- Task instructions
Carry none of the pictures over; write out the complete data exactly.

(Dataset items)
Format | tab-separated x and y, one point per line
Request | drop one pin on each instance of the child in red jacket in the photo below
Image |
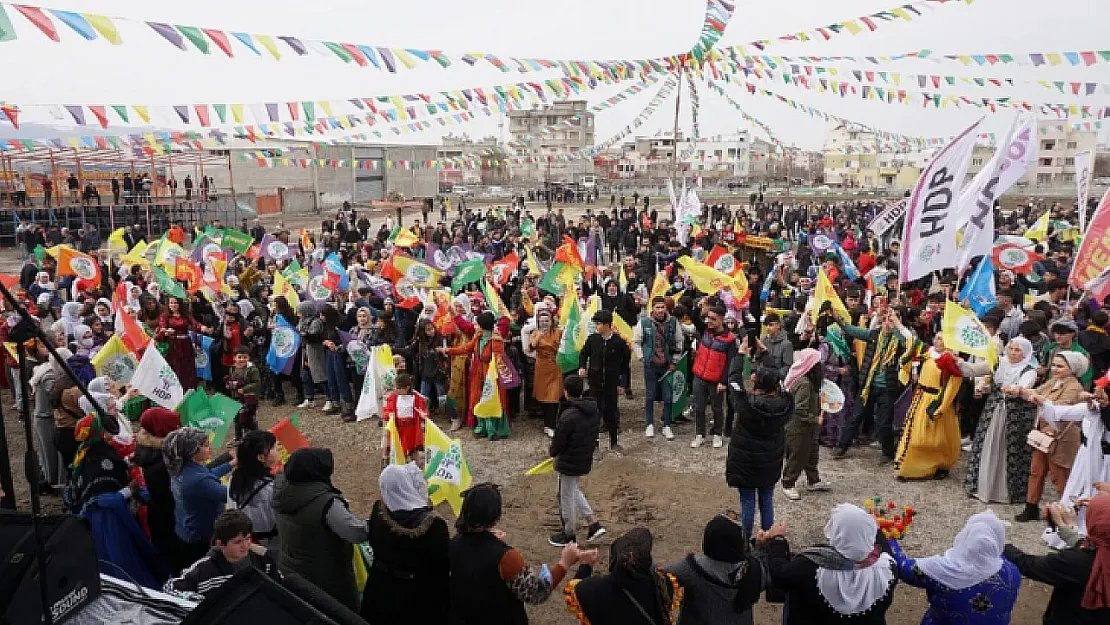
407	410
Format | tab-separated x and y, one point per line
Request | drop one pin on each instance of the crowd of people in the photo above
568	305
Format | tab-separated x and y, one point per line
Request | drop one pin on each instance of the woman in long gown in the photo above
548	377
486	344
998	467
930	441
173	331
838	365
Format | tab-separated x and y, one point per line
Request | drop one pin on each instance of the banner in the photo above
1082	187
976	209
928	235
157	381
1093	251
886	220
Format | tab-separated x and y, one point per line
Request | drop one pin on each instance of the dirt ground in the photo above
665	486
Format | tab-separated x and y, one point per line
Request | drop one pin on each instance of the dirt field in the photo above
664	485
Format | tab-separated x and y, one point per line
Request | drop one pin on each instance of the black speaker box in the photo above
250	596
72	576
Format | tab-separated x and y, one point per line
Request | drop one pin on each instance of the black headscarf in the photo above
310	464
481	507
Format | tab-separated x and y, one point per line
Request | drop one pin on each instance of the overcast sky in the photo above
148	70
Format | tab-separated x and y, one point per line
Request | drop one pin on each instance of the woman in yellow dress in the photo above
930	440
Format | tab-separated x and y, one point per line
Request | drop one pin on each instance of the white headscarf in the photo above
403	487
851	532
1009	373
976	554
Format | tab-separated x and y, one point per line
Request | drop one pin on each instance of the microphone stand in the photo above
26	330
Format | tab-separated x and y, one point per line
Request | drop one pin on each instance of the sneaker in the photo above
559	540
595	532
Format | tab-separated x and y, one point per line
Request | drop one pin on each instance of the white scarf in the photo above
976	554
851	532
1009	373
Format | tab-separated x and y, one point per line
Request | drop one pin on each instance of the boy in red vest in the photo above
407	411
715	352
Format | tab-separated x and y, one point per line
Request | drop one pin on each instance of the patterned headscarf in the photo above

- Exercise output
Format | tab-separated x and y, one point per line
Request | drop one pin on each instance of the child in red jacket in the photo below
Image |
407	410
Format | tab-separated x and y, one point per line
Request | drop one pin on each instance of the crowd of people in the photo above
568	305
Format | tab-separated x and y, one point per line
Request | drop one pin on each instance of the woman in long gown in the photo above
548	377
486	344
998	467
930	441
173	331
838	365
Format | tab-separated x and y, one point per line
Request | drop one pin on each instance of the banner in the photo above
1082	187
976	209
928	235
157	381
1093	251
886	220
Format | tab-separated x and y, one point per line
Request | drop one pin on each instance of the dirt ground in the photo above
665	486
Format | tab-separated x and y, one point per line
Request | drop one pin on each instance of the dirt field in the photo above
664	485
Format | tab-separated x and y, one point per line
Request | drop one pin on each instance of the black speaker box in the photo above
250	596
72	576
Format | tab-separated x and y, one point per line
Request | drop one pin on each instance of the black headscarf in the photo above
310	464
481	507
Format | tab-separated x and y, one point per line
Request | drop one pin on each instance of the overcast sky in the photo above
148	70
Format | tab-separated x and y, one point per line
Request | drop one pin on each instance of the woman in yellow dress in the photo above
930	440
Format | tab-separated x and y, one point per line
Request | drop one pin on each instance of the white headscarf in the photo above
403	487
851	532
1009	373
976	554
Format | tab-separated x and y, one point per line
Request | drop one pin on each instance of the microphone stand in the photo above
26	330
Format | tab-separated x and y, one point per line
Request | drop one pin on each instance of the sneaker in the photo above
559	540
595	532
Format | tab-separated x and y, one point per line
Request | drop one pin on each instance of the white scarf in the photo above
976	554
851	532
1009	373
Format | tab-separated x and y, one point per line
Request | drop one pin on each instance of the boy in red vest in the photo above
407	411
715	352
Format | tab-separated x and y, one point per line
Request | drop one pin on each instance of the patterned headscarf in the photo above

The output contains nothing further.